** EXCERPTED PASSAGE follows **

Verbascoside analysis

Verbascoside content of each extract was quantified by UPLC (ACQUITY H-Class system) equipped with an ACQUITY UPLC PDA eλ detector using a BEH C18 1.7 µm column (2.1 × 100 mm). The standard verbascoside (Sigma-Aldrich, ≥ 99% HPLC grade) at various concentrations in AcCN was used to prepare calibration curves (r > 0.9995). The analytical condition was made in a gradient mobile phase consisting of AcCN (A) and 3% aq. AcOH (B). The eluent was programmed as follows: 0 min 100% B, 1.5 min 95% B, 3 min 85% B, 5 min 80% B and 8 min 70% B at a flow rate of 0.6 mL/min for a 10 min completing an injection28. The maximum absorption wavelength of verbascoside was determined under this analytical condition at 330 nm, at which this wavelength was set for its quantification in the extracts in addition to the determined retention time. The analysis was performed in three cycles.

** End of EXCERPTED PASSAGE **
** RECORD EXCERPTS follows **

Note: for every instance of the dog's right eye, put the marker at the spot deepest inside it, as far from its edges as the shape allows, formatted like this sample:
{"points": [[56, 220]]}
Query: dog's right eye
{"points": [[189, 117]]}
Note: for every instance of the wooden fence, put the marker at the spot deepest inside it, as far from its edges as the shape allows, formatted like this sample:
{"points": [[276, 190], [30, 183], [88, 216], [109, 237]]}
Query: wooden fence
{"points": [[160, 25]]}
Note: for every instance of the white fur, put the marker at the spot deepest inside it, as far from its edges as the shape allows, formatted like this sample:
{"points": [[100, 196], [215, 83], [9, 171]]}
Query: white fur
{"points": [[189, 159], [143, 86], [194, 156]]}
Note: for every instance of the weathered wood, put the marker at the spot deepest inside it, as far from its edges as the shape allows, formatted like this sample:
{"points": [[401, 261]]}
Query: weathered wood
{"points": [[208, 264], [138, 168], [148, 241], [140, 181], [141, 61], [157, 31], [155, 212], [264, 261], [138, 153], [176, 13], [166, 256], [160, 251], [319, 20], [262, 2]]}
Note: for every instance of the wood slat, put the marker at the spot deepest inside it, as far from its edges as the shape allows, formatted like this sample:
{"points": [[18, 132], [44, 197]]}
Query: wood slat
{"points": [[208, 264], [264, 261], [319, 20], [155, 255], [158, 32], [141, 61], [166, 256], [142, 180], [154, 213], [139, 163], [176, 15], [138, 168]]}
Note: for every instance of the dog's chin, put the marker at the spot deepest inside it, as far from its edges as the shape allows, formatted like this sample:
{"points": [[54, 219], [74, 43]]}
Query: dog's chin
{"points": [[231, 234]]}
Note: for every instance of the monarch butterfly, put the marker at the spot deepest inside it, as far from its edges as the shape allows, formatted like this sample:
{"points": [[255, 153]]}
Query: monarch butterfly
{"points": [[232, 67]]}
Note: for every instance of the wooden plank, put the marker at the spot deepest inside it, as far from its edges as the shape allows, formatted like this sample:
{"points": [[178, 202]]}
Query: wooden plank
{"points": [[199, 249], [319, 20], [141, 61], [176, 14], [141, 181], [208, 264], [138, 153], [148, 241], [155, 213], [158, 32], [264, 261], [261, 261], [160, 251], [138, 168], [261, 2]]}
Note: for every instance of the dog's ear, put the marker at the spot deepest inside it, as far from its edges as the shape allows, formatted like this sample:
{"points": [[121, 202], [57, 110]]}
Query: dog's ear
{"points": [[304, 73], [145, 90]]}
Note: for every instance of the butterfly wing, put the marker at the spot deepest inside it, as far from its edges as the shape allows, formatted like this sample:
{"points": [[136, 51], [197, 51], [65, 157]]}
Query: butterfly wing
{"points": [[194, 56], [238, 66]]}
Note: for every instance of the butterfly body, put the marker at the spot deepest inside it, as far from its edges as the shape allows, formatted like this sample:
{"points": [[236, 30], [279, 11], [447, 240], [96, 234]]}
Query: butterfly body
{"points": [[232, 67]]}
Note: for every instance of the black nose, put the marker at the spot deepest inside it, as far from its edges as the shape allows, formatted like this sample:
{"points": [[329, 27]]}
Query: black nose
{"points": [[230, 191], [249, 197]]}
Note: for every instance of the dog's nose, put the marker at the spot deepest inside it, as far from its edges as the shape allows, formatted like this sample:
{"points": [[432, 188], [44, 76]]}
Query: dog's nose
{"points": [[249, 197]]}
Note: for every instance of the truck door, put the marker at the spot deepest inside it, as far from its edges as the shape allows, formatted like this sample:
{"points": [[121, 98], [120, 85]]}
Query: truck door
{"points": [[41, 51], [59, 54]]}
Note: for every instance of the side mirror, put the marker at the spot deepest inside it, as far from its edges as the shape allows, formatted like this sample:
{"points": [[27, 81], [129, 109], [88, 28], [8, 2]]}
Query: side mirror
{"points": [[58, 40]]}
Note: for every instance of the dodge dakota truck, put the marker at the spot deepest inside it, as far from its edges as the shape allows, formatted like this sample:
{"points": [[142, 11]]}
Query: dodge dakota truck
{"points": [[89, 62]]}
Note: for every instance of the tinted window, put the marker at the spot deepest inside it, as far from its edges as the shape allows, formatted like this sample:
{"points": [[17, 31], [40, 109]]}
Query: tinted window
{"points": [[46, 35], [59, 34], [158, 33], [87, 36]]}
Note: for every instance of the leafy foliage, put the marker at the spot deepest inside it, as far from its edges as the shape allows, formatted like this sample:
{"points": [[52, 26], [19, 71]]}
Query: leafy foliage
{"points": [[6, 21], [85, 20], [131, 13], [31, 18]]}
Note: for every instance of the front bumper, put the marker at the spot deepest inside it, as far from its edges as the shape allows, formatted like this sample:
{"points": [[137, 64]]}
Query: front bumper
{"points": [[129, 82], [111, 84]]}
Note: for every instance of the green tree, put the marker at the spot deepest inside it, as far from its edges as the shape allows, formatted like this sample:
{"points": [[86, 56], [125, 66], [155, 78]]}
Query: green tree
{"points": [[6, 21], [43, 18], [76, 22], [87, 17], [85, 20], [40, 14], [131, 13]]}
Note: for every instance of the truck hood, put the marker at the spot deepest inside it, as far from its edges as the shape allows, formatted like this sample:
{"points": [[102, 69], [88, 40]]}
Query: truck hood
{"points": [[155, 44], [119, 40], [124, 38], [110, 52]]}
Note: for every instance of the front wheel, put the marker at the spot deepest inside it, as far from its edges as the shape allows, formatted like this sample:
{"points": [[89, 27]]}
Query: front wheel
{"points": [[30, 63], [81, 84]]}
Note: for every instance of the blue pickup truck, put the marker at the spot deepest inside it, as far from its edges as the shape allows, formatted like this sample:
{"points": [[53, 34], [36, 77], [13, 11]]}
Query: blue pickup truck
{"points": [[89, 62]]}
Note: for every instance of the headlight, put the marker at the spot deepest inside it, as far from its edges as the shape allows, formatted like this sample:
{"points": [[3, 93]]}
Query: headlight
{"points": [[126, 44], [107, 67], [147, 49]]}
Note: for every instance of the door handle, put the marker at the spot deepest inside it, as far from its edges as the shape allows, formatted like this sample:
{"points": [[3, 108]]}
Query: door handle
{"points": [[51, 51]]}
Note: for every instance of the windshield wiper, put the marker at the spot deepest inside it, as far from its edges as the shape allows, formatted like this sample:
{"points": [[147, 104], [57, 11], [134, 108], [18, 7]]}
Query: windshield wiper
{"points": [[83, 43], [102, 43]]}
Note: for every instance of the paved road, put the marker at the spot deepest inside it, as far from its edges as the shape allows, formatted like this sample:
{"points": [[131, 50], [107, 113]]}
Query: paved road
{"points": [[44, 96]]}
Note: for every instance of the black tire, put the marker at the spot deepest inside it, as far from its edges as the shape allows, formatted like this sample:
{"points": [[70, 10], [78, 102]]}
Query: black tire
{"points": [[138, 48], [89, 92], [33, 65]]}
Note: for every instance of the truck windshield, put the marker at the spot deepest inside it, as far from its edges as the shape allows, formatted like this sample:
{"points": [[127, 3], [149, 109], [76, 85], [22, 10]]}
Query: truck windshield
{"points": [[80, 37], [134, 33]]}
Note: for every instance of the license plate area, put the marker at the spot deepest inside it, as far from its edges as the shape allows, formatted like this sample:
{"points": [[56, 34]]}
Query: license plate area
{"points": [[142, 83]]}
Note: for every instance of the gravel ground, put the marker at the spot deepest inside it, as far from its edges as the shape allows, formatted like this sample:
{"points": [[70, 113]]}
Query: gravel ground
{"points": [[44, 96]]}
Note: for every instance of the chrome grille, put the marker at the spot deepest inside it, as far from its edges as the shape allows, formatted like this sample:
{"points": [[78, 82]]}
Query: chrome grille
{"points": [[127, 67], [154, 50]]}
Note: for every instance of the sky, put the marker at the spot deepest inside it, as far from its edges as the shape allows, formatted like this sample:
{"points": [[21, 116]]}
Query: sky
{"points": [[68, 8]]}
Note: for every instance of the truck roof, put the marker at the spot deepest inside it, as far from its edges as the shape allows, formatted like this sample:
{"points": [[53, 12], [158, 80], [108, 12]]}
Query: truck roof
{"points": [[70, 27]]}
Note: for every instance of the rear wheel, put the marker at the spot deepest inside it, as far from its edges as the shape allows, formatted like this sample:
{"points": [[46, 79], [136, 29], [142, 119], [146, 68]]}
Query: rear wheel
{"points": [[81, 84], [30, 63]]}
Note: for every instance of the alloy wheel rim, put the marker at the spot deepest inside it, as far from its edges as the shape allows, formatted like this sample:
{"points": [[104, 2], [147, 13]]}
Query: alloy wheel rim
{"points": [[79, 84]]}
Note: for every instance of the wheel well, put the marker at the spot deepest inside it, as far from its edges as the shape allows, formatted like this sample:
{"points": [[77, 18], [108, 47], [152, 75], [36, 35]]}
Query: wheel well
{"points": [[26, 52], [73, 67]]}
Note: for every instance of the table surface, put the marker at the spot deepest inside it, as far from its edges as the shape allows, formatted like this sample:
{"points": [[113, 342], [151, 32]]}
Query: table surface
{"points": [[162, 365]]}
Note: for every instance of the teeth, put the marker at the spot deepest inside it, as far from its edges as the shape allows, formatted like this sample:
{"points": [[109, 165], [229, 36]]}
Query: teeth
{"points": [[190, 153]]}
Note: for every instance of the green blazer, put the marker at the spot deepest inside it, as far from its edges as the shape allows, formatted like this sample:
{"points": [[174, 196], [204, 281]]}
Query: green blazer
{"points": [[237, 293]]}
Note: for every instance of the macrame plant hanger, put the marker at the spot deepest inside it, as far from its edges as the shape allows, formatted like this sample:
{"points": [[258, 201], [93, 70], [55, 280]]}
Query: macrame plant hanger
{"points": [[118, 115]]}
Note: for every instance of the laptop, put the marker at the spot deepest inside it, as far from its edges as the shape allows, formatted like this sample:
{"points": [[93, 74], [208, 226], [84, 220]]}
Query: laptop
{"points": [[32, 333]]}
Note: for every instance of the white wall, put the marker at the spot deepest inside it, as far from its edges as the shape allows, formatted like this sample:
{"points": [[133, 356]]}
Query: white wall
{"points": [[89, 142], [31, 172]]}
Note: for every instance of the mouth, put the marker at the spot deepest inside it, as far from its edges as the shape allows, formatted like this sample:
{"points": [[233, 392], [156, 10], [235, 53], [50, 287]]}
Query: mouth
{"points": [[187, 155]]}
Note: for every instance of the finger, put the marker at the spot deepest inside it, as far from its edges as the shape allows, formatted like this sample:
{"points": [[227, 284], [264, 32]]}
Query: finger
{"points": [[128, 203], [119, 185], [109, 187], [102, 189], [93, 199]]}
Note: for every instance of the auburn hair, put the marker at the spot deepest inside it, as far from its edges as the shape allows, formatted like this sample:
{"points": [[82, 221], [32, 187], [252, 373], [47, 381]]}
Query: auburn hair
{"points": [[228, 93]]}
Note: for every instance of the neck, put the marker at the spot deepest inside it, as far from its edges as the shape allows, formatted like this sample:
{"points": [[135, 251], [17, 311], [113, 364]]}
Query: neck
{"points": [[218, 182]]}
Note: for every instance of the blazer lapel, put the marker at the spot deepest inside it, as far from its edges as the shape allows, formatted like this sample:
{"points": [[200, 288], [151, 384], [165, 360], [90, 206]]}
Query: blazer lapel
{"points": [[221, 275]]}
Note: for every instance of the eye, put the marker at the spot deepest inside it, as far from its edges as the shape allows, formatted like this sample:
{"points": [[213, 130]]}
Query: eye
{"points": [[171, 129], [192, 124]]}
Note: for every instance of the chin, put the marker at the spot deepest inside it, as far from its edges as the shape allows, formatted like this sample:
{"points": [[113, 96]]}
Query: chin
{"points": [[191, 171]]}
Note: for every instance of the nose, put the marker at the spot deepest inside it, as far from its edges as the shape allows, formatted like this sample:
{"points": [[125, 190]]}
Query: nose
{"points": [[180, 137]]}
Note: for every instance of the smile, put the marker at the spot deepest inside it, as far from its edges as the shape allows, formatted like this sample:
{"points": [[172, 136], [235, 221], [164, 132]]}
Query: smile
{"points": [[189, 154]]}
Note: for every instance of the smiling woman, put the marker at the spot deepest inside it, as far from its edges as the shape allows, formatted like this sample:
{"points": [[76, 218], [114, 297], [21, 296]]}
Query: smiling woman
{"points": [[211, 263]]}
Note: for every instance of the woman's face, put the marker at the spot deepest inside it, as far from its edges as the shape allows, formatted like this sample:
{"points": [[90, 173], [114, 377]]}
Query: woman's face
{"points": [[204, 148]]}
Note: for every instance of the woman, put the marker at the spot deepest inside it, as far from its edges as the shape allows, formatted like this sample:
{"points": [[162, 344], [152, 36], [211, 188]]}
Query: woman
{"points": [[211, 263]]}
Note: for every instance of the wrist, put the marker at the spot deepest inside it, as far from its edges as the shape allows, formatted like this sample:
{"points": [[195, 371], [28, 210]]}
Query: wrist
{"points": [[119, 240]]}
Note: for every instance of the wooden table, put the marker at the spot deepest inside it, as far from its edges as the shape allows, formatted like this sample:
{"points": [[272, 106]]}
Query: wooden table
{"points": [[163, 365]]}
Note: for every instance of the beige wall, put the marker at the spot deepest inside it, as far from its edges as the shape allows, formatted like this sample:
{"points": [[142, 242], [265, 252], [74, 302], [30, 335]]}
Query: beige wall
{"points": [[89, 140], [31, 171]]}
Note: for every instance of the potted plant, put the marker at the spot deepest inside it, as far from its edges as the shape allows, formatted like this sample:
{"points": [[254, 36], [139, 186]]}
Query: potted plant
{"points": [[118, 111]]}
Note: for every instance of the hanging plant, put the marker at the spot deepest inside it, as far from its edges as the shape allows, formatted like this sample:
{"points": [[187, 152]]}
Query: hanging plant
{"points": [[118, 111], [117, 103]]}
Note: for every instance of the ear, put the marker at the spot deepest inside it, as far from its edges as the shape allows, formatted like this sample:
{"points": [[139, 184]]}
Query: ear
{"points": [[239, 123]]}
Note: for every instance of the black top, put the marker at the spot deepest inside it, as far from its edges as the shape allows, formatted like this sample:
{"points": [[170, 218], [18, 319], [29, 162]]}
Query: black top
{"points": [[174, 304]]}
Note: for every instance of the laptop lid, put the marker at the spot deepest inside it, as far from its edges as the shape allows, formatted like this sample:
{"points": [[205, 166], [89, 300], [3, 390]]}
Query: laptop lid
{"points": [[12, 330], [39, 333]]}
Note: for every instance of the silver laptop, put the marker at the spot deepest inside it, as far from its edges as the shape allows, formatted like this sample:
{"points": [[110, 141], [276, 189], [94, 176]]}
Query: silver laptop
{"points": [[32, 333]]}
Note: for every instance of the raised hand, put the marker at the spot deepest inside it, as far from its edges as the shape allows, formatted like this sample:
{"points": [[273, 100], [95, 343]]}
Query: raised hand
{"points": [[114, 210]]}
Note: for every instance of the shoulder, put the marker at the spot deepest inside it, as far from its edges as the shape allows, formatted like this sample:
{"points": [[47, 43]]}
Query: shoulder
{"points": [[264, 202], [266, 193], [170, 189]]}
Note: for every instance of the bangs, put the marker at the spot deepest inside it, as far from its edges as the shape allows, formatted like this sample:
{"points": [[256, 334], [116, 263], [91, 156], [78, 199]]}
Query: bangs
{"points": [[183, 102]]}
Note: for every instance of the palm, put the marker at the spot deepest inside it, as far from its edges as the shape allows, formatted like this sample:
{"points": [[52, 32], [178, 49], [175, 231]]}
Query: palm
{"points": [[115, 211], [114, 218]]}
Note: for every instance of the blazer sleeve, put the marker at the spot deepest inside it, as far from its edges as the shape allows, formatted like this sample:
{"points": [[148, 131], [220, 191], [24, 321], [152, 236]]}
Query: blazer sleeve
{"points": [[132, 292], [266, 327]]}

** End of RECORD EXCERPTS **

Continue the passage on verbascoside analysis, picking up after its last sentence about the three analysis cycles.

= ANSWER FOR THIS EXERCISE =
Scratch assay

A scratch assay assesses the expansion of HDF population on surfaces was undertaken by the literature method26,27. Briefly, the cells cultivated in DMEM (Gibco, USA) supplemented with 10% FBS (Gibco) and penicillin–streptomycin solution (Gibco), were seeded in a culture-insert 4 well plate in µ-dish 35 mm (ibidi GmbH, Gräfelfing, Germany) for 24 h. Scratch of each well was created using the pipette tip. In each well, 2 scratches marks (left and right) were made. The cells were washed with PBS, treated with sample that are a positive control, FGF (100 ng/mL; American Type Culture Collection (ATCC, USA)), the extracts and verbascoside (20 µg/mL, each), and incubated. The gap area was recorded at 24 and 48 h in a comparison with the initial gap size at 0 h. Average of left scratch and right scratch obtained from 6 points per scratch were taken separately, and calculated as the gap area. The migration rate was calculated as following;

Migration (%) = [(Initial gap area – gap area time interval)/Initial gap area] × 100.

The experiment was performed in triplicate.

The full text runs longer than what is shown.